Exercise set:
• A. Answer these from the algebra notes:
(i) When is r equal to 0?
(ii) For which values of t is the parametrization undefined?
(iii) What expression for t comes from solving the first equation?
• B. Please reproduce the algebra notes between "1. \((y^2z)x^5-(y^3)x^4+(z)x^2 +" and "3. \((x^5y^2+x^2-y^3-5)z + (x^4y^3+y^5+xy+2x+3)\)", inclusive.

Text provided:
::::::

1. \((y^2z)x^5-(y^3)x^4+(z)x^2 + (y+2)x + (y^5-y^3z-5z+3)\)
2. \(y^5+(x^5z)y^2-(x^4-z)y^3+(x)y+(x^2z+2x-5z+3)\)
3. \((x^5y^2+x^2-y^3-5)z + (x^4y^3+y^5+xy+2x+3)\)

Recall that \(x=r\cos(\theta)\), \(y=r\sin(\theta)\), and \(r^2=x^2+y^2\) in polar coordinates and \(\sin(2\theta)=2\sin(\theta)\cos(\theta)\).

Suppose \((x,y) \in C\). Then \[\begin{align*} r &= \sin(2\theta)\\ r &= 2\sin(\theta)\cos(\theta)\\ r^3 &= 2(r\sin(\theta))(r\cos(\theta))\\ r^3 &= 2xy\\ r^6 &= 4x^2y^2\\ (x^2+y^2)^3-4x^2y^2 &= 0 \end{align*}\] Thus \((x,y) \in {\bf V}((x^2+y^2)^3-4x^2y^2)\).

Conversely, suppose \((x,y) \in {\bf V}((x^2+y^2)^3-4x^2y^2)\). Then \(r^6=4x^2y^2\) and so \(r^3=\pm 2xy\). Thus \(r^3 = \pm r^2\sin(2\theta)\). Observe that \(r=0\) if and only if \((x,y)=(0,0)\); thus it suffices to consider \(r \ne 0\). Thus, \(\pm r = \sin(2\theta)\). Note that \((-r,\theta)\) and \((r,\theta+\pi)\) represent the same point in polar coordinates and \(\sin(2(\theta+\pi))=\sin(2\theta)\). Thus \(-r = \sin(2\theta)\) has the same solution set as \(r = \sin(2\theta)\). Thus \((x,y) \in C\).

We proceed by contradiction. Suppose \(X= {\bf V}(f_1, \ldots, f_s)\) for some polynomials \(f_1,\ldots,f_s \in k[x,y]\). Then \(f_i(t,t)=0\) for all \(i \in \{1, \ldots, s\}\) and \(t \ne 1\). However, \(f_i(1,1) \ne 0\) for some \(i \in \{1, \ldots, s\}\). Let \(g\) be the polynomial in \(\mathbb{R}[t]\) such that \(g(t)=f_i(t,t)\). Since \(g(t)=0\) for all \(t \ne 1\), we see that \(g\) has infinitely many roots. Thus \(g\) is the zero polynomial. Thus \(f_i(1,1)=g(1,1)=0\); a contradiction.

Note that the parametrization is undefined when \(t=0\) or \(t=-1\). Solving the first equation, we find \(t = \frac{x}{1-x}\). There is no value of \(x\) so that \(t=-1\) and \(t=0\) if and only if \(x=0\); thus \(x \ne 0\). Substituting this into the second equation we find \(y = 1-\frac{(1-x)^2}{x^2} = \frac{2x-1}{x^2}\). Since \(x \ne 0\), we see that this is equivalent to \(yx^2-2x+1=0\). Observe that when \(x=0\) this equation has no solutions.

::::::

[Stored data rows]
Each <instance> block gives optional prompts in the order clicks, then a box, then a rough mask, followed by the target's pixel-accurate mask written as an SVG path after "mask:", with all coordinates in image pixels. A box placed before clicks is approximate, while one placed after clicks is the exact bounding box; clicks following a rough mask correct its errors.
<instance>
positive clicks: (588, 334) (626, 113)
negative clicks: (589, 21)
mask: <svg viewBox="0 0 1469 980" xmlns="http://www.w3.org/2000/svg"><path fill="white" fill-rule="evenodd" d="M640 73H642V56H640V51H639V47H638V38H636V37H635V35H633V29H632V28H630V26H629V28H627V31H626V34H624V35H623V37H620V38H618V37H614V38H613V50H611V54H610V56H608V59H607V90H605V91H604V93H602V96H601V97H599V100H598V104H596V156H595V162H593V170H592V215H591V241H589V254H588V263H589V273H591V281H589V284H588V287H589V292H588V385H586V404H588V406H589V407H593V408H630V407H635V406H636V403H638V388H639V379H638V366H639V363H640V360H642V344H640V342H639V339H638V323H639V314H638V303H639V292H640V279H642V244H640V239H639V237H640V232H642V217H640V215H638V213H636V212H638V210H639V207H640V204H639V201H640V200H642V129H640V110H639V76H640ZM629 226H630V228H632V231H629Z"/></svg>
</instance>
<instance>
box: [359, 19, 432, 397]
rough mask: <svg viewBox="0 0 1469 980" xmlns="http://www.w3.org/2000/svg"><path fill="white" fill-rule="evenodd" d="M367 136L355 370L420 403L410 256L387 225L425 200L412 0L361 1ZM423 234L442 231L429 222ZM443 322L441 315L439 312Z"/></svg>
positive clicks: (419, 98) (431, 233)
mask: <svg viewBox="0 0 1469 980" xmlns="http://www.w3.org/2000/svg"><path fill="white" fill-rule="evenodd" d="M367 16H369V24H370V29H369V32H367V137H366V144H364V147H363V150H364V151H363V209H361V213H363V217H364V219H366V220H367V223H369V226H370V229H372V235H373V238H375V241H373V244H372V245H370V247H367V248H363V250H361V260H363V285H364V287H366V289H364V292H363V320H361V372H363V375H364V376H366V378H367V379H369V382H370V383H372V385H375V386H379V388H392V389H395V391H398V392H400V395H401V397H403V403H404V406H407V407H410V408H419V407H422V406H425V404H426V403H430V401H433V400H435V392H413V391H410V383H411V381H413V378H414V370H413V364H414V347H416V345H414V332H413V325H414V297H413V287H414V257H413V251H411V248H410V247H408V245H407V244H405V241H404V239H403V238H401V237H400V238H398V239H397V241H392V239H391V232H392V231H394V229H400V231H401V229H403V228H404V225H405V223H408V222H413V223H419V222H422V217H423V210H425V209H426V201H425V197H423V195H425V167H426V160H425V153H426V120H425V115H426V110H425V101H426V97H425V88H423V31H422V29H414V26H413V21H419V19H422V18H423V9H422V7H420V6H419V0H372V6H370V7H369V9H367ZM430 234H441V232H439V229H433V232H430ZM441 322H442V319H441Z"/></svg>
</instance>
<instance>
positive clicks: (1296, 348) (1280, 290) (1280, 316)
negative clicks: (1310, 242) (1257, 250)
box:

::::::

Answer set:
• A.
(i) If and only if (x, y) = (0, 0).
(ii) When t = 0 or t = −1.
(iii) t = x/(1 − x).

• B.
1. \((y^2z)x^5-(y^3)x^4+(z)x^2 + (y+2)x + (y^5-y^3z-5z+3)\)
2. \(y^5+(x^5z)y^2-(x^4-z)y^3+(x)y+(x^2z+2x-5z+3)\)
3. \((x^5y^2+x^2-y^3-5)z + (x^4y^3+y^5+xy+2x+3)\)